Polygon annotations for photos:
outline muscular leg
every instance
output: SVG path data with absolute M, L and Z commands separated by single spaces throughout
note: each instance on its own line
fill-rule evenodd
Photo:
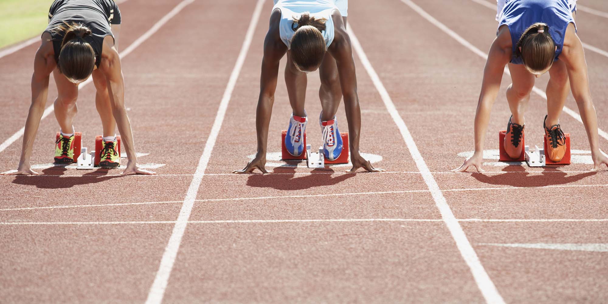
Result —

*Task*. Please turn the lines of the records above into a Markdown table with the columns "Row" and "Line," numbering each row and skipping blank lines. Omit the pictures from the table.

*The solution*.
| Row | Line |
|---|---|
| 1 | outline muscular leg |
| 2 | every instance |
| 3 | output: SVG path data with absolute M, L and Z commands separated by single spaces throughout |
| 4 | note: each instance on its own line |
| 5 | fill-rule evenodd |
| 6 | Photo: |
| 7 | Result — |